ACTIONS TO TAKE
1) According to the PyTorch thread, which method does the poster use to set the weights while building the network?
2) Copy the passage of the PyTorch thread that opens with the words containing "I have some" and closes with "the first place?", renaming "weights" to "parameters" throughout.

SOURCE DOCUMENT
******

0

I have some big networks that I define with nn.Sequential. I need to initialize the weights of each layer / network depending on some criteria. For instance, I want one network to output very large value.

I can do that easily by using .apply() when I build the network.

I also need to be able to reset the weights at any time, and I need that the weights are reset using the same initialization functions I called with .apply().

This answer provides a clean way of resetting all weights, but it uses the default initializations. How can I make something similar that calls the same initializations I have used in the first place?

MWE below. In this case I initialize a simple network where the first layer has very small weights and the second has very large weights. I need that reset_all_weights initializes the network the same way. And the approach has to be generalizable to any initialization function that I define.

import torch
import torch.nn as nn

def _init_normal(module, value):
    module.bias.data.normal_(0., value)
    module.weight.data.normal_(0., value)


def reset_all_weights(self):
    ''' https://stackoverflow.com/a/69905671/754136 '''
    @torch.no_grad()
    def weight_reset(m: nn.Module):
        reset_parameters = getattr(m, "reset_parameters", None)
        if callable(reset_parameters):
            m.reset_parameters()
    self.apply(fn=weight_reset)


m = nn.Sequential(
  nn.Linear(5, 5).apply(lambda x: _init_normal(x, 0.0001)),
  nn.ReLU(),
  nn.Linear(5, 5).apply(lambda x: _init_normal(x, 10.)),
)

for p in m.parameters():
    print(p)

# first layer weights are small, second are large

reset_all_weights(m)

for p in m.parameters():
    print(p)

# however, now both layers have similar weights
Simon
  • 5,070
  • 5
  • 33
  • 59

0 Answers0

******

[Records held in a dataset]

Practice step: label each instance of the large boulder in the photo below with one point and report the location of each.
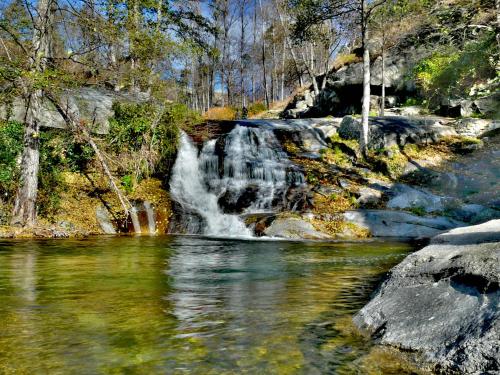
(385, 223)
(475, 127)
(442, 302)
(294, 228)
(91, 103)
(388, 131)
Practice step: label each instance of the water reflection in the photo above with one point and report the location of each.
(185, 304)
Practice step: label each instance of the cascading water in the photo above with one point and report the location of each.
(189, 190)
(243, 172)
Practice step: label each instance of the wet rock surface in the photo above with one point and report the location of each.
(386, 223)
(389, 131)
(294, 228)
(443, 302)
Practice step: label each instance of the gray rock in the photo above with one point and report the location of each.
(406, 197)
(92, 104)
(385, 223)
(302, 132)
(474, 127)
(104, 221)
(473, 213)
(391, 131)
(294, 228)
(482, 233)
(442, 302)
(369, 196)
(457, 107)
(408, 111)
(391, 101)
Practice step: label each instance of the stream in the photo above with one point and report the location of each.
(188, 304)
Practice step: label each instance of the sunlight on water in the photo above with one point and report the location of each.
(187, 305)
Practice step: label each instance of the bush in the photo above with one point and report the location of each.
(148, 144)
(451, 72)
(256, 108)
(220, 113)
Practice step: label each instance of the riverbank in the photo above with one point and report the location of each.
(441, 303)
(412, 190)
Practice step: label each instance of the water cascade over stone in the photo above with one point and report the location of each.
(189, 190)
(243, 172)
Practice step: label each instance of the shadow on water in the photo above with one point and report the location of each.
(185, 304)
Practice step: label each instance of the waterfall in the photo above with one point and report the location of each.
(243, 172)
(189, 190)
(151, 217)
(135, 220)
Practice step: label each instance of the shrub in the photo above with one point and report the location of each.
(147, 139)
(11, 145)
(451, 72)
(220, 113)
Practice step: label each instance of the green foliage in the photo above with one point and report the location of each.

******

ANSWERS IN ORDER
1) The .apply() method.

2)
I have some big networks that I define with nn.Sequential. I need to initialize the parameters of each layer / network depending on some criteria. For instance, I want one network to output very large value.

I can do that easily by using .apply() when I build the network.

I also need to be able to reset the parameters at any time, and I need that the parameters are reset using the same initialization functions I called with .apply().

This answer provides a clean way of resetting all parameters, but it uses the default initializations. How can I make something similar that calls the same initializations I have used in the first place?